● Exercise:
Exact copies of all the records are to be output.

(Stored dataset items)
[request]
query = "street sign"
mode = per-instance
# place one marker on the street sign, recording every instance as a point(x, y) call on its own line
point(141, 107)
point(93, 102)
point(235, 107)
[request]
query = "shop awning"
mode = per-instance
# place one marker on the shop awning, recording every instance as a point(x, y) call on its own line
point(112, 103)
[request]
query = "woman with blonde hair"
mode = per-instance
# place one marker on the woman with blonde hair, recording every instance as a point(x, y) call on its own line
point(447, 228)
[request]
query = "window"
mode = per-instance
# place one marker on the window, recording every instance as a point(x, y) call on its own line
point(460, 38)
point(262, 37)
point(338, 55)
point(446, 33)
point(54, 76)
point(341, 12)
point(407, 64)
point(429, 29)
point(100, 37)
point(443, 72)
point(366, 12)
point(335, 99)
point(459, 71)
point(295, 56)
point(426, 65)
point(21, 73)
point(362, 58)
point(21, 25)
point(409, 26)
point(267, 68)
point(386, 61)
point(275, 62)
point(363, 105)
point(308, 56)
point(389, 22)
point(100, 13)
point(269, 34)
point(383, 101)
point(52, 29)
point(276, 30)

● Exercise response:
[request]
query = "street sign"
mode = per-instance
# place one marker on the street sign, recording every instance as a point(x, y) call on its own line
point(141, 107)
point(93, 102)
point(235, 107)
[request]
query = "shop awning"
mode = per-instance
# place one marker on the shop awning, recording every instance as a point(x, y) call on its own line
point(112, 103)
[request]
query = "woman with blonde hair"
mode = per-instance
# place one marker on the woman with blonde hair, recording every instance as a point(x, y) call on its own line
point(447, 228)
[request]
query = "window"
mode = per-instance
# place one marker on the window, recording every instance as a point(x, y) call on its own line
point(460, 38)
point(262, 37)
point(338, 55)
point(446, 33)
point(54, 76)
point(341, 12)
point(407, 64)
point(429, 29)
point(100, 37)
point(443, 72)
point(366, 12)
point(335, 99)
point(459, 71)
point(295, 56)
point(426, 65)
point(21, 73)
point(362, 58)
point(21, 25)
point(409, 26)
point(267, 68)
point(386, 61)
point(275, 62)
point(363, 105)
point(308, 56)
point(389, 22)
point(100, 13)
point(269, 34)
point(383, 101)
point(52, 29)
point(276, 30)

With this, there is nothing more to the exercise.